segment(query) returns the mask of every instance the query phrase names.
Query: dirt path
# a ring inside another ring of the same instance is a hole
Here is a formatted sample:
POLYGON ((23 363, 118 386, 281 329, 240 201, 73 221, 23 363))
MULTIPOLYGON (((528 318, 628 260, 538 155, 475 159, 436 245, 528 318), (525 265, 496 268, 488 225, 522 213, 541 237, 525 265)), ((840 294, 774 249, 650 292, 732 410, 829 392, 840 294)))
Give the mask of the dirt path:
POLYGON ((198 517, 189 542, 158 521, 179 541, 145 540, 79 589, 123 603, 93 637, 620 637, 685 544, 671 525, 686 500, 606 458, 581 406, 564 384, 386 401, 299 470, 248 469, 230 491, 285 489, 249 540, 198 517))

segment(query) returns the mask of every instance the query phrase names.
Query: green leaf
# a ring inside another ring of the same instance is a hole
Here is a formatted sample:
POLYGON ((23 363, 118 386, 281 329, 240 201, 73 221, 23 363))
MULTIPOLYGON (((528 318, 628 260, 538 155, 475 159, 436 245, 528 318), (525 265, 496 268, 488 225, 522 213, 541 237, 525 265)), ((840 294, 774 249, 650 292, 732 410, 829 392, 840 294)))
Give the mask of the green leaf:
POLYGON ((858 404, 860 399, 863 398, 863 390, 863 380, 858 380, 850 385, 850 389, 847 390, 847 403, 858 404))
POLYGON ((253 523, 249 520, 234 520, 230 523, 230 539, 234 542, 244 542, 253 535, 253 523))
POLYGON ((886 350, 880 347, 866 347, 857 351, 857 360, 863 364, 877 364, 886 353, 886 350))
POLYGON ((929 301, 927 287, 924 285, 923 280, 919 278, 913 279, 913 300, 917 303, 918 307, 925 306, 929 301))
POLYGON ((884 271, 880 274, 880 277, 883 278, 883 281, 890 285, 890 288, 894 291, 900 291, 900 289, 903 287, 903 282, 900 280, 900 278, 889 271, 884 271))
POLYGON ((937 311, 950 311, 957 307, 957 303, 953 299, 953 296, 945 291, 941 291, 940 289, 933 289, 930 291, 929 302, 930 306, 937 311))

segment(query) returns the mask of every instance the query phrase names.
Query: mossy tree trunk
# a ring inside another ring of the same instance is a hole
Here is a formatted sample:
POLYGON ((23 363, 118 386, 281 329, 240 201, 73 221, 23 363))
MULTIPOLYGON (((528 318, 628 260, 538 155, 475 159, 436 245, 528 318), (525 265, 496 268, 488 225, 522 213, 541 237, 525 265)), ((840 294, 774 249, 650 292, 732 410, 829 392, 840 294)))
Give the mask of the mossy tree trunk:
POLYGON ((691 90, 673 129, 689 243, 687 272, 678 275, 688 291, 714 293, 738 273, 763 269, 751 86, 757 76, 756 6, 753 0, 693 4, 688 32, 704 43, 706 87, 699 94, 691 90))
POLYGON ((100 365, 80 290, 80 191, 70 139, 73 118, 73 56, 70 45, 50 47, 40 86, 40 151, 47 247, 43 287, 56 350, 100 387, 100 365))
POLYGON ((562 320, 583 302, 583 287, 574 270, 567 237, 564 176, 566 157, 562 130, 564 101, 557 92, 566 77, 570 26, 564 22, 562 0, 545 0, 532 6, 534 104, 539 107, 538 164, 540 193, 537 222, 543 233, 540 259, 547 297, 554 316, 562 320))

_YOUR GOAL_.
Type out all of the material again, word for word.

_EXERCISE RESPONSE_.
segment(query) returns the mask of every instance the query phrase names.
Query: dirt path
# a ring inside another ring of the same instance is a hole
Here is a formatted sample:
POLYGON ((23 363, 118 386, 281 329, 240 201, 73 221, 23 363))
MULTIPOLYGON (((528 318, 628 260, 538 155, 475 159, 436 245, 528 318), (525 265, 496 268, 488 225, 522 213, 541 237, 525 265)), ((840 294, 774 249, 650 292, 732 410, 829 392, 840 294)))
Give the mask of the dirt path:
POLYGON ((198 517, 189 542, 158 521, 179 541, 145 540, 79 589, 123 603, 93 637, 620 637, 685 544, 671 525, 686 500, 606 458, 581 406, 564 384, 386 401, 299 470, 248 469, 230 491, 285 489, 249 540, 198 517))

segment(query) returns the mask of every instance the query phrase names.
Query: green leaf
# a ring inside another ring of the same instance is a hole
Here is a formatted sample:
POLYGON ((23 363, 118 386, 281 329, 240 201, 73 221, 23 363))
MULTIPOLYGON (((528 318, 628 260, 538 155, 475 159, 436 245, 528 318), (525 265, 496 268, 488 225, 522 213, 541 237, 525 265)), ((840 294, 774 249, 650 292, 732 410, 829 392, 840 294)))
Give the mask of the green leaf:
POLYGON ((858 404, 860 399, 863 398, 863 390, 863 380, 858 380, 850 385, 850 389, 847 390, 847 403, 858 404))
POLYGON ((253 523, 249 520, 234 520, 230 523, 230 539, 234 542, 244 542, 253 535, 253 523))
POLYGON ((886 350, 880 347, 866 347, 857 351, 857 360, 863 364, 877 364, 886 353, 886 350))
POLYGON ((929 301, 927 287, 924 285, 923 280, 919 278, 913 279, 913 300, 917 303, 918 307, 925 306, 929 301))
POLYGON ((884 271, 880 274, 880 277, 883 278, 883 281, 890 285, 890 288, 894 291, 900 291, 900 289, 903 287, 903 282, 900 280, 900 278, 889 271, 884 271))
POLYGON ((937 311, 950 311, 957 307, 957 303, 953 299, 953 296, 945 291, 941 291, 940 289, 933 289, 930 291, 929 302, 930 306, 937 311))

segment(query) returns the mask of every instance the query phrase names.
Query: mossy tree trunk
# a ring inside another ring of the same instance is a hole
Here is a formatted sample:
POLYGON ((23 363, 118 386, 281 329, 240 201, 73 221, 23 363))
MULTIPOLYGON (((528 318, 628 260, 538 155, 475 159, 436 245, 528 318), (525 265, 496 268, 488 225, 522 213, 541 237, 525 265)), ((840 294, 774 249, 650 292, 732 410, 829 392, 840 294)))
Give the mask of the mossy tree trunk:
POLYGON ((691 90, 673 129, 689 243, 687 272, 678 275, 688 291, 714 293, 738 273, 763 269, 751 86, 757 76, 756 6, 753 0, 693 4, 688 32, 704 43, 706 87, 699 94, 691 90))
POLYGON ((100 365, 80 290, 80 191, 70 139, 73 118, 73 56, 70 45, 50 47, 40 86, 40 151, 47 247, 43 287, 56 350, 100 387, 100 365))
POLYGON ((562 320, 583 302, 583 287, 574 270, 567 237, 564 176, 566 157, 562 130, 564 101, 557 92, 566 77, 570 26, 564 22, 562 0, 545 0, 532 6, 534 104, 539 107, 538 164, 540 193, 537 222, 543 233, 540 259, 547 297, 554 316, 562 320))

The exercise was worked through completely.